Sabrina Melançon, grande voyageuse et gestionnaire chez Desjardins, à La Sarre, n’a pas attendu l’été pour s’envoler. En mai dernier, déjà, elle filait vers la Suisse et la France. «Pas tant pour me retrouver dans la nature, parce que j’y vis déjà, mais plutôt parce que j’avais le goût de découvrir des petites villes, que j’avais soif de rencontres!» lance l’Abitibienne. Et elle n’est pas la seule: c’est l’objectif de voyage de 60 % des répondants d’un récent sondage mené par Booking.com.

Bilan? «Mon expérience de voyage ressemble beaucoup à l’avant-pandémie, dit la trentenaire, mais quand j’ai réservé un billet pour la finale de la Coupe de Suisse de football après avoir vu l’effervescence que suscitait l’événement à Berne, ça m’a pris une bonne heure et demie pour réaliser que je m’en allais dans un stade de 30 000 personnes… sans masque! Or, ça faisait déjà 10 jours que je me baladais au pays sans y penser!» Une anecdote révélatrice du malaise que plusieurs ont vécu ou vivent encore en cette période de transition vers l’endémie.

À Boucherville, la clientèle de Club Voyages Orientation vit elle aussi son revenge travel («voyage de rattrapage») non sans miser sur la prudence. «Les gens laissent moins de place qu’avant au hasard, note la présidente, Evelyne Mayrand. Le choix de la destination est réfléchi et ils s’informent comme jamais de la flexibilité des réservations: peuvent-elles être modifiées, annulées?»

De nouveaux comportements surgissent même à l’hôtel… «Au début de la pandémie, nos équipes désinfectaient les espaces publics quand ceux-ci étaient le moins achalandés, pour ne pas déranger les invités, mais maintenant, la clientèle veut voir ces équipes à l’œuvre, ça la rassure!» dit Marie Pier Germain, vice-présidente ventes et marketing pour Germain Hôtels. Et c’est sans compter que des hôtes ont pris goût au fait que les femmes de chambre, au plus fort de la crise sanitaire, n’entraient plus dans leur bulle pour y faire le ménage: «Nous sommes d’ailleurs en train d’explorer la possibilité de donner à nos invités le choix d’un entretien ménager ou pas pendant leur séjour.» 

Désirs, soupirs

Non, rien n’est plus exactement comme avant au rayon de l’expérience du voyage. Ne serait-ce que l’obligation de porter un masque tout au long d’une envolée… «Same, same, but different», diraient les Thaïlandais!

«Les barrières sanitaires tombent, c’est vrai, mais les exigences sont encore différentes d’un pays à l’autre», souligne Julien Passerini, cofondateur d’Explorateur Voyages, à Montréal. Il cite le Japon où, au moment d’écrire ces lignes, il n’est toujours pas possible de voyager autrement que dans le cadre d’un séjour de groupe.

__________

**Consigne 1:**
Répondez à ces questions à partir du texte sur les voyages.
(a) Vers quels pays Sabrina Melançon s'est-elle envolée en mai?
(b) Quelle fonction Evelyne Mayrand occupe-t-elle chez Club Voyages Orientation?
(c) Dans quel pays n'est-il toujours possible de voyager que dans le cadre d'un séjour de groupe, selon Julien Passerini?
**Consigne 2:**
Écrivez la suite du texte sur les voyages, à partir de sa dernière phrase.
Les données forment un ensemble à part, indépendant du texte.

__________

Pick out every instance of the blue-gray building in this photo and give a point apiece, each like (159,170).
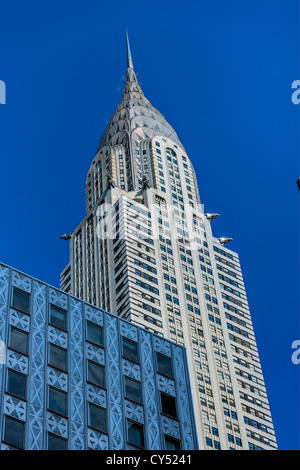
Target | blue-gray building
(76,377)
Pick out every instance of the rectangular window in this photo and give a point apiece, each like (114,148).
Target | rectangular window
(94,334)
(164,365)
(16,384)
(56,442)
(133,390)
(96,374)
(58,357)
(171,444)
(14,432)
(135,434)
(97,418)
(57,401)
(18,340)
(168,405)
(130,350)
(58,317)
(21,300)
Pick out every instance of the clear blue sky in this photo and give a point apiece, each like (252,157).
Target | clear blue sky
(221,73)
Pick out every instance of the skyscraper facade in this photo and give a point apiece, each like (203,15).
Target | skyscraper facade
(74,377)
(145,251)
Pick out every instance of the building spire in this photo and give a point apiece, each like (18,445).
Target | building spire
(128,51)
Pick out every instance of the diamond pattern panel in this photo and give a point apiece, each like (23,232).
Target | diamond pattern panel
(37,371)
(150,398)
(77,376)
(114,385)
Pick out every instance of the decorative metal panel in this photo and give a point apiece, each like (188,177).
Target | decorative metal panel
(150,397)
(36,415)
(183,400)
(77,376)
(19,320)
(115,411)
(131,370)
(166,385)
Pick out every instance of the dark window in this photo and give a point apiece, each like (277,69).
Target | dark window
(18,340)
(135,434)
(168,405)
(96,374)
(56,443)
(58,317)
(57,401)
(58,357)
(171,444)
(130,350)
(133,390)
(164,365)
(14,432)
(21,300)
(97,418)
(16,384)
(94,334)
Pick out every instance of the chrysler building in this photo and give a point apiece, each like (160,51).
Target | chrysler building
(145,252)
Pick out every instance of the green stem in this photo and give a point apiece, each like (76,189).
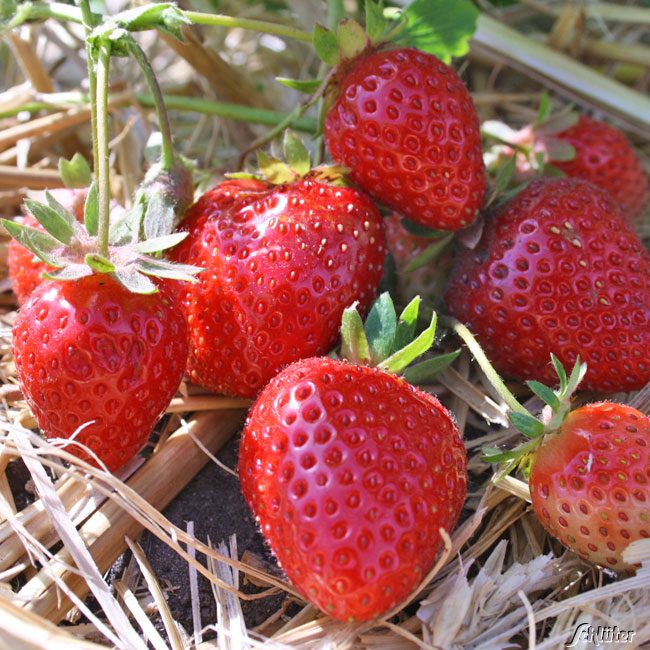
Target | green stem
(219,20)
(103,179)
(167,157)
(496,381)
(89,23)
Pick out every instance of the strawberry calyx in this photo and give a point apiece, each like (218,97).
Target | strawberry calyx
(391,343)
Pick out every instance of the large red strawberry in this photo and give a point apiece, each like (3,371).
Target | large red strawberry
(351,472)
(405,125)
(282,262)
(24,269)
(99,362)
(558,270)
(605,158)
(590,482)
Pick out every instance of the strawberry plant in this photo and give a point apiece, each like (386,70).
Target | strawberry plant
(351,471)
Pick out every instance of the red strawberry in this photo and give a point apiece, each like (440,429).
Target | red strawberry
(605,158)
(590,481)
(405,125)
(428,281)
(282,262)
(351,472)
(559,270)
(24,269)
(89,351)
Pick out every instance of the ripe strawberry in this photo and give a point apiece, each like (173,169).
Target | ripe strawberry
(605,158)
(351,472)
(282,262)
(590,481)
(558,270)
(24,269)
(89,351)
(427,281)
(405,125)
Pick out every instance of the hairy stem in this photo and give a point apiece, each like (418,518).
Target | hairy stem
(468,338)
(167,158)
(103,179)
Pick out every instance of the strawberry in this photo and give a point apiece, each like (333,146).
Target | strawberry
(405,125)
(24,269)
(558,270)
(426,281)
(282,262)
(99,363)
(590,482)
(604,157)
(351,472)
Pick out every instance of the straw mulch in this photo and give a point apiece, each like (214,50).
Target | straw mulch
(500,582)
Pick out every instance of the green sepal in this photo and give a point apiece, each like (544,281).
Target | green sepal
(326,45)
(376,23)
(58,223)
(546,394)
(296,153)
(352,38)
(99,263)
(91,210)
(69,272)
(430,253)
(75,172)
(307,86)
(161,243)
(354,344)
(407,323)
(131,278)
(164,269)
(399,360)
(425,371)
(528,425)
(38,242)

__________

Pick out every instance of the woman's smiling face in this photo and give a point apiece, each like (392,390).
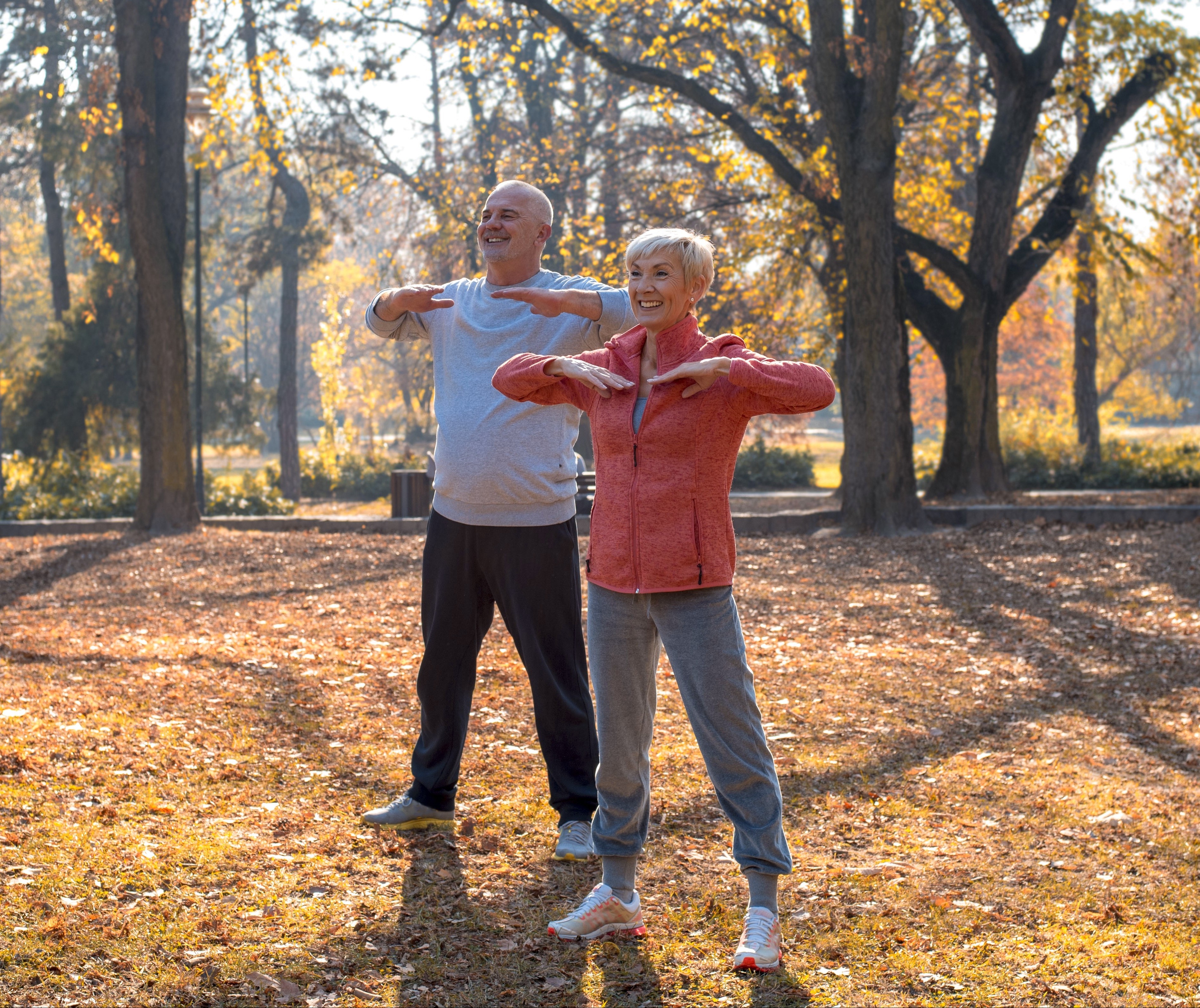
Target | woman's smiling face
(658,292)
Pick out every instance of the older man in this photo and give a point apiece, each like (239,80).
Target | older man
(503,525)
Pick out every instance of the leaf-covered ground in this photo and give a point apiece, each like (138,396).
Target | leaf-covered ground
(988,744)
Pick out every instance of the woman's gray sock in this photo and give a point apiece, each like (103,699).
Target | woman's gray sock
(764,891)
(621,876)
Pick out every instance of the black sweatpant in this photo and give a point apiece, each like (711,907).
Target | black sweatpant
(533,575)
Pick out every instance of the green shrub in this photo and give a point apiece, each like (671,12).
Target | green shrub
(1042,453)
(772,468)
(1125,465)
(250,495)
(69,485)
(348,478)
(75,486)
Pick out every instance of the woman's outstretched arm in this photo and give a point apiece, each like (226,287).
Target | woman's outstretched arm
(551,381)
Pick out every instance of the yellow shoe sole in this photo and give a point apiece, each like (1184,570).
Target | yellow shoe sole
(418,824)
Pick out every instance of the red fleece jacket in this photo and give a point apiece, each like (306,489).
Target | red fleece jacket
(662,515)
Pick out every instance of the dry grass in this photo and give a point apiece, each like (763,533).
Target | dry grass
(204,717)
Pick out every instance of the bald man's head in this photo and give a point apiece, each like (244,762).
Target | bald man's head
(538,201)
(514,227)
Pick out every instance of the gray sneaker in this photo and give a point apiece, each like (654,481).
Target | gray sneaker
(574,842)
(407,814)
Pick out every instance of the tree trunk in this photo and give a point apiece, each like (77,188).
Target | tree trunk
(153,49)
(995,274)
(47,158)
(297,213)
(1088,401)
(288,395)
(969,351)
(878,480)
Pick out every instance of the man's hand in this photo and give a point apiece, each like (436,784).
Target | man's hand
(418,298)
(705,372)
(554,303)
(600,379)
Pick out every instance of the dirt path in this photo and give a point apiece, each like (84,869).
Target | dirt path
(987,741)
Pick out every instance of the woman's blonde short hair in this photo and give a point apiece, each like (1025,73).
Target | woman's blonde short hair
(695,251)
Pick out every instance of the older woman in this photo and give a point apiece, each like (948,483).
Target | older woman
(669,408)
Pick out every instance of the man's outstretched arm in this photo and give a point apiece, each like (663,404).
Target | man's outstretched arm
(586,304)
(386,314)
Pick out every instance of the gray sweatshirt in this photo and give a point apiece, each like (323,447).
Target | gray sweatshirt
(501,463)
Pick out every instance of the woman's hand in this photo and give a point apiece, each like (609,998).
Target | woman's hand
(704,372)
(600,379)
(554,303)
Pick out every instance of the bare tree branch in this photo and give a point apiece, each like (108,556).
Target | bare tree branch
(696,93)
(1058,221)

__________

**Réponse 1:**
(a) Vers la Suisse et la France.
(b) Elle en est la présidente.
(c) Au Japon.

**Réponse 2:**
Planifier ses visites et réserver son entrée au musée, et même son accès à certains sentiers de randonnée, sont des obligations qui sont nées en partie pendant la pandémie et qui semblent s’installer pour de bon. «Au Pérou, en Australie et en Nouvelle-Zélande, par exemple, des permis sont délivrés pour certains sentiers de randonnée populaires [une pratique prépandémique servant à réguler le surtourisme]; ailleurs, c’est moins réglementé, mais les voyageurs ont nettement tendance à réserver des billets pour leurs activités», dit M. Passerini. Adieu, spontanéité, alors? Oui et non: selon le sondage évoqué plus haut, on accepterait mieux les imprévus qu’autrefois. Conséquemment, dans l’impossibilité de faire une sortie en particulier, on se rabattrait plus facilement sur une autre.

Selon l’expert, on pourrait également être tentés de réitérer à l’étranger une habitude qu’on a prise lors de nos vacances et de nos escapades des deux dernières années au Québec, soit louer un hébergement et graviter autour: «J’ai l’impression qu’on reproduira ce modèle dans les grandes villes du monde.» 

Unsplash / Real Jensen

«Suivez le parapluie», c’est fini! Architecte des circuits que propose Explorateur Voyages, Julien Passerini est d’avis que les expéditions en petits groupes seront de plus en plus populaires au cours des prochaines années. Pourquoi? Primo, parce que leur impact environnemental et social est bien moindre que celui des grands groupes, et deuzio, parce que la qualité même de l’expérience est supérieure: «À 10 personnes, on mange dans un resto familial sympa et non dans un buffet.»

Partons, durablement!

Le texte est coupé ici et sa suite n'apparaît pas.